- _Extrait_
--

Young Boys, un champion antiraciste
Le coup de sifflet final a retenti au stade bernois du Wankdorf peu après 22 heures le samedi 25 mai. Les célébrations ont commencé sur le terrain même et ont duré des heures, culminant avec une fête publique le lendemain. La grande marche du dimanche après-midi, du stade à la place Fédérale, devant le siège du gouvernement national – lieu symbolique des grands événements sociaux, syndicaux et culturels – s’est transformée en une fête populaire débordante, sans excès et avec un programme minutieusement planifié dans le meilleur style suisse.
Il y avait de quoi se réjouir: près de 40 matches joués en neuf mois, sans compter les rencontres au niveau européen. Celles-ci ont permis aux Young Boys de disputer le tour préliminaire, puis la phase de groupes de la prestigieuse Ligue des champions, en accueillant à Berne le tenant du titre Manchester City, l’équipe allemande de Leipzig et l’Etoile Rouge de Belgrade. Des moments sportifs forts pour le football suisse, qui occupe actuellement la 13e place au classement quinquennal des clubs de l’UEFA (Union des associations européennes de football) parmi les 55 nations membres.
Pour un sport vraiment humain
Seuls sept des 25 joueurs de l’équipe première des Young Boys sont exclusivement suisses. Neuf ont une double nationalité, dont la nationalité suisse. Neuf autres, soit près de 40% de l’effectif, sont étrangers. Dans le vestiaire 19 nationalités se côtoient, avec une forte présence de la langue française malgré le fait que Young Boys soit un club suisse alémanique.
Le français est également très présent parmi l’équipe technique. Joël Magnin – entraîneur intérimaire jusqu’à la fin du championnat – et son adjoint, l’expérimenté Gérard Castella, sont tous deux romands. Young Boys tient donc le rôle de charnière footballistique que Berne, en tant que canton bilingue, tente de jouer. Cet élément a amplifié l’aspect multiculturel d’un club et d’une équipe qui recrutent systématiquement des joueurs de qualité non seulement en Suisse romande, mais aussi en Afrique francophone. YB est le plus francophone de tous les clubs alémaniques qui constituent l’élite du football du pays.
Lors du dernier match de l’année, le 25 mai, avec leur victoire 3-0 à domicile contre Winterthur, les joueurs de champ d’YB (tant le onze de départ que les changements réglementaires) représentaient 14 nationalités différentes, dont sept africaines. Ceci est un signe clair de l’ouverture du club bernois au multiculturalisme qui, bien qu’il émane de l’équipe elle-même, s’étend presque automatiquement à ses membres et supporters. Cette ouverture s’inscrit dans le cadre des campagnes et des journées annuelles contre le racisme que Young Boys promeut dans le cadre d’un effort éducatif systématique qui dure depuis de nombreuses années. Depuis 2004, le club participe chaque année à la semaine d’action FARE (Football Against Racism in Europe). Selon le site officiel du club, «YB se considère comme une famille ouverte à tous, indépendamment de l’origine, de l’apparence, du genre ou de l’orientation sexuelle».

--

- _Problèmes à résoudre_
1. Recopiez le passage de l'article sur les Young Boys qui commence par « Il y avait de » et va jusqu'à « 55 nations membres. ».
2. Extrayez tel quel le début des enregistrements, de la toute première ligne jusqu'à la ligne contenant « [[20, 294]] », incluse.
Le texte et les enregistrements n'ont aucun rapport entre eux.

- _Enregistrements de placement de points_
--

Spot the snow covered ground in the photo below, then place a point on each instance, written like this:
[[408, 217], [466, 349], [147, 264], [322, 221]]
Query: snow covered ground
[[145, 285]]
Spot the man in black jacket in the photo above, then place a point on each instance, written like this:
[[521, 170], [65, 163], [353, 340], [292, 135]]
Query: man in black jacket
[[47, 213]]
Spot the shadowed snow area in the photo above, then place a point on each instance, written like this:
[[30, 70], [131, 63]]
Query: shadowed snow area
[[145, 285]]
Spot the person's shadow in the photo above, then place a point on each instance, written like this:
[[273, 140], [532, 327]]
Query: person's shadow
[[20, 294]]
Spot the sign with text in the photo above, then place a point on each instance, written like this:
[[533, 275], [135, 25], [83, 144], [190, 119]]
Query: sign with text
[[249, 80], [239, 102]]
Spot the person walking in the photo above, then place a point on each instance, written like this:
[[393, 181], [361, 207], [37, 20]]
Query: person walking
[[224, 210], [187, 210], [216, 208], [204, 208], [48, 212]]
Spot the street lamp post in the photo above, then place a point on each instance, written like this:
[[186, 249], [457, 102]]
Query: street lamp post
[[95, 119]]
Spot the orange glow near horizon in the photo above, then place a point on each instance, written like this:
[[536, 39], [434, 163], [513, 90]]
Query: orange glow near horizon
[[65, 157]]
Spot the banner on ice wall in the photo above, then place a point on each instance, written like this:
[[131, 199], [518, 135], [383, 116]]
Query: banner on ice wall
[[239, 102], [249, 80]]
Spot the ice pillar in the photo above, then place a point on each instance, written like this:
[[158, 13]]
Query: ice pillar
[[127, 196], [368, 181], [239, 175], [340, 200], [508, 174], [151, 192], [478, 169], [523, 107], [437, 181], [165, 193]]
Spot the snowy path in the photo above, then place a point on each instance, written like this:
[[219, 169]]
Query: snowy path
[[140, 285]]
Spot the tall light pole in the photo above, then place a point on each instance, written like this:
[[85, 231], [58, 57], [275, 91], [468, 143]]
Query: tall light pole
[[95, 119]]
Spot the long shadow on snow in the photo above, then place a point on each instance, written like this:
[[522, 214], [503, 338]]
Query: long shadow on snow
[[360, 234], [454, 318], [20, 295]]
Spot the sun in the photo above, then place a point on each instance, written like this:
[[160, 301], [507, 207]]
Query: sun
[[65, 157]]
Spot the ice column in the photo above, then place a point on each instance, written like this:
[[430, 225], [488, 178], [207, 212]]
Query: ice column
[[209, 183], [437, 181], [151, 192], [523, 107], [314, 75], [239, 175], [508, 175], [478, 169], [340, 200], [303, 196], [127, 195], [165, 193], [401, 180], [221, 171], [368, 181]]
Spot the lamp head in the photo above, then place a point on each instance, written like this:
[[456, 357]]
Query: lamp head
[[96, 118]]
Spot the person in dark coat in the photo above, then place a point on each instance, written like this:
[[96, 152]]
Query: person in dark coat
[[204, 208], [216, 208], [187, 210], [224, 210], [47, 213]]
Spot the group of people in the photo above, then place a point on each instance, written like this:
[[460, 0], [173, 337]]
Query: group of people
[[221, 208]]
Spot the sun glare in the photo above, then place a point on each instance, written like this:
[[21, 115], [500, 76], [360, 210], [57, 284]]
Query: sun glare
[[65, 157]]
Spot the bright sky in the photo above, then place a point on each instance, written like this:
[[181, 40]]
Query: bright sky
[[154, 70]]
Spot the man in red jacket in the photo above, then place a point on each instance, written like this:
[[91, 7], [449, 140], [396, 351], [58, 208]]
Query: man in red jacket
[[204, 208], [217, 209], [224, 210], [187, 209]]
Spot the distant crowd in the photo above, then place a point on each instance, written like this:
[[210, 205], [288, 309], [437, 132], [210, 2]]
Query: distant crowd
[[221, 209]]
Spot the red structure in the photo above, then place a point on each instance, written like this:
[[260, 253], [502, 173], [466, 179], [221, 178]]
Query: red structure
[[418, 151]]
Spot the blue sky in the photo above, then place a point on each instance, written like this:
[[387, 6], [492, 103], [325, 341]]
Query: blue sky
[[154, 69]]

--

- _Réponses aux tâches_
1.
Il y avait de quoi se réjouir: près de 40 matches joués en neuf mois, sans compter les rencontres au niveau européen. Celles-ci ont permis aux Young Boys de disputer le tour préliminaire, puis la phase de groupes de la prestigieuse Ligue des champions, en accueillant à Berne le tenant du titre Manchester City, l’équipe allemande de Leipzig et l’Etoile Rouge de Belgrade. Des moments sportifs forts pour le football suisse, qui occupe actuellement la 13e place au classement quinquennal des clubs de l’UEFA (Union des associations européennes de football) parmi les 55 nations membres.

2.
Spot the snow covered ground in the photo below, then place a point on each instance, written like this:
[[408, 217], [466, 349], [147, 264], [322, 221]]
Query: snow covered ground
[[145, 285]]
Spot the man in black jacket in the photo above, then place a point on each instance, written like this:
[[521, 170], [65, 163], [353, 340], [292, 135]]
Query: man in black jacket
[[47, 213]]
Spot the shadowed snow area in the photo above, then place a point on each instance, written like this:
[[30, 70], [131, 63]]
Query: shadowed snow area
[[145, 285]]
Spot the person's shadow in the photo above, then place a point on each instance, written like this:
[[273, 140], [532, 327]]
Query: person's shadow
[[20, 294]]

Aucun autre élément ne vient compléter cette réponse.